[WHAT THE TASK ASKS]:
Put every line of the items below into a numbered list. Skip blank lines and leave out the pictures.

[RAW DATA]:
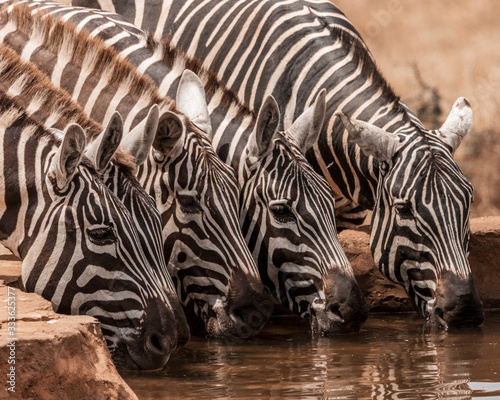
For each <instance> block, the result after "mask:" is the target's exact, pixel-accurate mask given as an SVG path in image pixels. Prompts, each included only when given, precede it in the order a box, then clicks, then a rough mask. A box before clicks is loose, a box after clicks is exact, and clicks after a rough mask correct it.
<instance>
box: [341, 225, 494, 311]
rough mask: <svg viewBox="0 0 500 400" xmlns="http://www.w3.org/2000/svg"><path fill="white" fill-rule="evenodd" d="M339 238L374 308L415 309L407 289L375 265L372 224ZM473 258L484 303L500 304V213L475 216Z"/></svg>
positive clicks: (490, 304) (361, 284) (368, 299)
mask: <svg viewBox="0 0 500 400" xmlns="http://www.w3.org/2000/svg"><path fill="white" fill-rule="evenodd" d="M339 239H340V243H341V245H342V247H343V248H344V250H345V252H346V254H347V257H348V258H349V260H350V261H351V264H352V266H353V268H354V273H355V275H356V279H357V280H358V283H359V285H360V286H361V288H362V290H363V292H364V294H365V299H366V301H367V303H368V306H369V307H370V310H371V311H372V312H377V311H387V312H392V311H411V310H414V307H413V305H412V303H411V301H410V299H409V298H408V296H407V294H406V291H405V289H404V288H403V287H402V286H399V285H396V284H394V283H392V282H390V281H389V280H388V279H386V278H385V277H384V276H382V274H381V273H380V271H379V270H378V268H376V267H375V265H374V263H373V258H372V255H371V252H370V236H369V234H368V228H366V229H364V230H361V231H351V230H346V231H342V232H341V233H340V234H339ZM469 262H470V266H471V269H472V276H473V278H474V283H475V285H476V288H477V290H478V292H479V296H480V297H481V300H482V301H483V304H484V307H485V308H486V309H491V308H500V290H499V288H500V217H484V218H474V219H472V220H471V240H470V255H469Z"/></svg>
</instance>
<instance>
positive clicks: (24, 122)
mask: <svg viewBox="0 0 500 400" xmlns="http://www.w3.org/2000/svg"><path fill="white" fill-rule="evenodd" d="M54 151H55V140H54V138H53V137H52V136H50V135H48V134H47V133H46V132H44V131H43V130H42V128H41V127H40V126H39V125H38V124H37V123H36V122H35V121H34V120H31V119H30V118H28V117H27V116H26V115H25V114H24V112H23V110H22V109H21V108H20V107H19V106H18V105H17V104H16V103H15V102H14V101H12V100H11V99H10V98H9V97H8V96H7V95H6V94H5V92H3V91H0V242H1V243H2V244H3V245H4V246H5V247H7V248H8V249H9V250H11V251H12V252H13V253H14V255H16V256H17V257H19V258H21V259H24V258H26V257H27V255H28V253H29V251H30V249H31V248H32V245H33V243H35V242H36V241H37V240H38V241H41V242H43V240H44V239H43V238H42V237H41V236H40V235H41V233H40V230H41V229H42V230H43V224H44V223H46V222H47V221H45V222H44V221H43V218H33V216H34V215H35V214H36V215H39V216H40V215H44V214H47V212H48V210H49V208H53V207H54V206H55V204H54V202H53V199H52V196H51V194H50V193H49V192H48V191H47V190H48V189H50V186H51V185H47V184H46V183H45V184H44V182H45V179H46V172H47V170H48V166H49V165H50V161H51V160H52V155H53V153H54ZM37 235H38V236H37Z"/></svg>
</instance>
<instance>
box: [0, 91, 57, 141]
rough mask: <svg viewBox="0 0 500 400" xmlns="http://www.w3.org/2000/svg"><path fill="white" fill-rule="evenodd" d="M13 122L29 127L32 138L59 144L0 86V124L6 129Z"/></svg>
mask: <svg viewBox="0 0 500 400" xmlns="http://www.w3.org/2000/svg"><path fill="white" fill-rule="evenodd" d="M14 123H15V124H16V125H19V124H21V125H22V126H24V127H27V128H28V129H31V131H32V132H31V137H33V138H34V139H42V140H43V139H45V140H48V141H49V142H50V143H52V144H54V145H56V146H59V145H60V144H61V140H60V139H59V138H58V137H56V136H55V135H54V134H53V133H52V132H50V131H49V130H48V129H46V128H45V127H44V126H43V125H42V124H41V123H40V122H38V121H37V120H36V119H34V118H32V117H30V116H29V115H28V114H27V113H26V112H25V110H24V108H23V107H22V106H21V105H20V104H19V103H18V102H17V101H16V100H14V99H13V98H12V97H10V96H9V95H8V94H7V93H6V92H5V90H4V89H3V88H0V126H2V127H4V128H5V129H6V128H8V127H9V126H12V125H13V124H14Z"/></svg>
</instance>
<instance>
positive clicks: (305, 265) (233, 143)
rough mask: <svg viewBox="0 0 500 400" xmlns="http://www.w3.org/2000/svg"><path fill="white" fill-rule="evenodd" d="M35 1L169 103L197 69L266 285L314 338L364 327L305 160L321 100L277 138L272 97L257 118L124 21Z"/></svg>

[ANSWER BELOW]:
1. For each <instance> block, the result after "mask:" is the target's exact, pixel-accurate mask given as an SVG path in image pixels. Prompts, each included only when given, precede it in the order a box, then clicks, then a rough mask. A box before clicks is loose, a box after clicks is exact, and clicks after a rough mask correct it.
2. <instance>
3. box: [341, 225, 494, 311]
4. rough mask: <svg viewBox="0 0 500 400" xmlns="http://www.w3.org/2000/svg"><path fill="white" fill-rule="evenodd" d="M339 238L374 308L415 309L407 289L375 265L372 224ZM473 258L484 303L500 304V213L475 216Z"/></svg>
5. positive clicks: (490, 304) (361, 284) (368, 299)
6. mask: <svg viewBox="0 0 500 400" xmlns="http://www.w3.org/2000/svg"><path fill="white" fill-rule="evenodd" d="M339 239H340V243H341V245H342V247H343V248H344V250H345V252H346V254H347V257H348V258H349V260H350V261H351V264H352V266H353V268H354V273H355V275H356V279H357V280H358V283H359V285H360V286H361V288H362V290H363V292H364V294H365V299H366V301H367V303H368V306H369V307H370V310H371V311H372V312H377V311H387V312H392V311H411V310H414V307H413V305H412V303H411V301H410V299H409V298H408V296H407V294H406V291H405V289H404V288H403V287H402V286H399V285H396V284H394V283H392V282H390V281H389V280H388V279H386V278H385V277H384V276H382V274H381V273H380V271H379V270H378V268H376V267H375V265H374V263H373V258H372V255H371V252H370V236H369V234H368V228H366V229H364V230H361V231H351V230H346V231H342V232H341V233H340V234H339ZM469 262H470V266H471V269H472V276H473V278H474V283H475V285H476V288H477V290H478V292H479V296H480V297H481V300H482V301H483V304H484V307H485V308H486V309H491V308H500V290H499V288H500V217H484V218H474V219H472V220H471V240H470V255H469Z"/></svg>
7. </instance>
8. <instance>
9. positive clicks: (24, 122)
10. mask: <svg viewBox="0 0 500 400" xmlns="http://www.w3.org/2000/svg"><path fill="white" fill-rule="evenodd" d="M54 151H55V140H54V138H53V137H52V136H50V135H48V134H47V133H46V132H44V131H43V130H42V128H41V127H40V126H39V125H38V124H37V123H36V122H35V121H34V120H31V119H30V118H28V117H27V116H26V115H25V114H24V112H23V110H22V109H21V108H20V107H19V106H18V105H17V104H16V103H15V102H14V101H12V100H11V99H10V98H9V97H8V96H7V95H6V94H5V92H3V91H0V242H1V243H2V244H3V245H4V246H5V247H7V248H8V249H9V250H11V251H12V252H13V253H14V255H16V256H17V257H19V258H21V259H24V258H26V257H27V255H28V253H29V251H30V249H31V248H32V245H33V243H35V242H36V241H37V240H38V241H41V242H43V240H44V239H43V238H42V237H41V236H40V235H41V233H40V230H41V229H42V230H43V224H44V223H46V222H47V221H45V222H44V221H43V218H33V216H34V215H35V214H36V215H39V216H40V215H44V214H47V212H48V210H49V208H53V207H54V206H55V204H54V202H53V199H52V196H51V194H50V193H49V192H48V191H47V190H48V189H50V186H51V185H47V184H46V183H45V184H44V182H45V179H46V172H47V170H48V166H49V165H50V161H51V160H52V155H53V153H54ZM37 235H38V236H37Z"/></svg>
11. </instance>
12. <instance>
13. box: [0, 91, 57, 141]
14. rough mask: <svg viewBox="0 0 500 400" xmlns="http://www.w3.org/2000/svg"><path fill="white" fill-rule="evenodd" d="M13 122L29 127L32 138L59 144L0 86V124L6 129Z"/></svg>
15. mask: <svg viewBox="0 0 500 400" xmlns="http://www.w3.org/2000/svg"><path fill="white" fill-rule="evenodd" d="M14 123H15V124H16V125H19V124H21V125H22V126H24V127H27V128H28V129H31V131H32V132H31V137H33V138H34V139H42V140H43V139H45V140H48V141H49V142H50V143H52V144H54V145H56V146H59V145H60V144H61V140H60V139H59V138H58V137H56V136H55V135H54V134H53V133H52V132H50V131H49V130H48V129H46V128H45V127H44V126H43V125H42V124H41V123H40V122H38V121H37V120H36V119H34V118H32V117H30V116H29V115H28V114H27V113H26V112H25V110H24V108H23V107H22V106H21V105H20V104H19V103H18V102H17V101H16V100H14V99H13V98H12V97H10V96H9V95H8V94H7V93H6V92H5V90H4V89H3V88H0V126H2V127H4V128H5V129H6V128H8V127H9V126H12V125H13V124H14Z"/></svg>
16. </instance>
17. <instance>
18. positive clicks: (305, 265) (233, 143)
19. rough mask: <svg viewBox="0 0 500 400" xmlns="http://www.w3.org/2000/svg"><path fill="white" fill-rule="evenodd" d="M35 1L169 103L197 69L266 285L314 338L364 327L305 160L321 100L277 138L272 97L257 118L124 21Z"/></svg>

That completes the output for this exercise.